§ **To be done**:
Render every line of the listing below as a numbered list, omitting blank lines.

[Pointing entries for named objects]

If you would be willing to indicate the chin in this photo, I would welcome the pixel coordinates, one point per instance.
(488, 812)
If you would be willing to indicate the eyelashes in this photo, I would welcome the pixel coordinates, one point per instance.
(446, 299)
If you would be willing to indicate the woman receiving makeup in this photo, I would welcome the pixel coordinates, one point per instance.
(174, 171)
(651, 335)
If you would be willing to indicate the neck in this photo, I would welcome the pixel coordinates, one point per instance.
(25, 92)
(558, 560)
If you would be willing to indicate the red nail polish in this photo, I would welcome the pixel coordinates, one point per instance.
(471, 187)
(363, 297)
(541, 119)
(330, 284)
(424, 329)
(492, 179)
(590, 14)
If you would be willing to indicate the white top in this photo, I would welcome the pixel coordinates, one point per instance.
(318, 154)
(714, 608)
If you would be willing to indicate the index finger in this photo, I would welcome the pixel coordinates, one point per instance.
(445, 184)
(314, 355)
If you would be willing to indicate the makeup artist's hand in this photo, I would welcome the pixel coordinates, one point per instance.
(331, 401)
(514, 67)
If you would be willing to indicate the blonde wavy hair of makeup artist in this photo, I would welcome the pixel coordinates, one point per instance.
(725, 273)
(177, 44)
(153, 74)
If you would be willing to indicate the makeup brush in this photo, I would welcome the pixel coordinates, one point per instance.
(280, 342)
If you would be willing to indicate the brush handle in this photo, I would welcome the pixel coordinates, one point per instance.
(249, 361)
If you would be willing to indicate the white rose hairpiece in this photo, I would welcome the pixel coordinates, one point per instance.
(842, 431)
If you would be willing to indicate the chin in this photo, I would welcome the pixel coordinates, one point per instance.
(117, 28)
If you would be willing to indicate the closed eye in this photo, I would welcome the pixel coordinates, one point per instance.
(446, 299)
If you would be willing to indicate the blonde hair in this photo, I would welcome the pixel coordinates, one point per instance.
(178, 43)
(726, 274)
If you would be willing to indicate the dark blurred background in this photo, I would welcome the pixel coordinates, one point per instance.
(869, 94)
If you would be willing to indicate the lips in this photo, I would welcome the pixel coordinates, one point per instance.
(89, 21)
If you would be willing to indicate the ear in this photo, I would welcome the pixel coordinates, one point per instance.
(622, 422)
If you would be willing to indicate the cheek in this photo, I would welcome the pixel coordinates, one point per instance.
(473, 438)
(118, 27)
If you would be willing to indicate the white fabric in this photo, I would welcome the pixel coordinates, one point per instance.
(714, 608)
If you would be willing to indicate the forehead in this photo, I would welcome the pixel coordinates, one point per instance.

§ **Expected answer**:
1. If you would be willing to indicate the chin in this photo, I would welcome the pixel coordinates, one point per instance.
2. (488, 812)
3. If you would be willing to indicate the eyelashes in this photo, I would welcome the pixel coordinates, one point per instance.
4. (446, 299)
5. If you would be willing to indicate the woman receiving makeup in this photo, I would welcome the pixel coordinates, one point per instance.
6. (174, 171)
7. (651, 335)
8. If you would be willing to indicate the neck in this photo, I would welcome the pixel coordinates, one point per instance.
9. (25, 92)
10. (558, 560)
11. If you would be willing to indicate the red nail polish in this photo, I would welcome the pixel coordinates, one point per instance.
12. (471, 187)
13. (363, 297)
14. (541, 119)
15. (330, 284)
16. (424, 329)
17. (492, 179)
18. (590, 14)
19. If you would be willing to indicate the white top in this photo, I would welcome the pixel coordinates, one point per instance.
20. (318, 154)
21. (714, 608)
22. If you would be willing to indicate the index finger in this photo, I would welcome the pixel coordinates, one point per instance.
23. (445, 184)
24. (314, 355)
25. If you would be willing to indicate the makeup artist's hand in this photo, I would welcome the pixel coordinates, one point per instance.
26. (331, 401)
27. (514, 67)
28. If you would be willing to indicate the blonde wavy hair of makeup artist in this photo, I would welcome the pixel coordinates, one point per instance.
29. (725, 273)
30. (177, 44)
31. (153, 74)
32. If you would be willing to indicate the makeup brush in this photo, I would welcome the pixel coordinates, one point per instance.
33. (280, 342)
34. If you would be willing to indicate the brush handle in this photo, I would welcome the pixel coordinates, one point per instance.
35. (249, 361)
36. If you would be willing to indicate the white rose hairpiece in this photo, I would welcome the pixel coordinates, one point per instance.
37. (842, 431)
38. If you would be willing to indicate the chin in this photo, I would welcome the pixel coordinates, one point per instance.
39. (117, 28)
40. If you would be willing to indicate the closed eye in this photo, I would welcome the pixel coordinates, one point per instance.
41. (446, 299)
42. If you would be willing to indicate the blonde hair in this photo, I would welcome the pixel coordinates, one point per instance.
43. (178, 43)
44. (726, 274)
45. If you would be willing to indicate the dark blurred background in this photo, I would welcome the pixel coordinates, one point per instance.
46. (869, 94)
47. If you would be willing to indicate the lips in this photo, I would welcome the pixel coordinates, one point per instance.
48. (89, 21)
49. If you would be willing to indicate the ear in this photo, I would welcome the pixel coordinates, one point per instance.
50. (622, 422)
51. If you would be willing to indicate the cheek in this photo, I would welcome the pixel coordinates, one point per instance.
52. (473, 438)
53. (118, 27)
54. If you would be willing to indicate the white fabric in this photo, I would welcome the pixel coordinates, one point per instance.
55. (714, 608)
56. If you would be willing to indicate the forehead in this photo, I would welcome the pixel coordinates, one point per instance.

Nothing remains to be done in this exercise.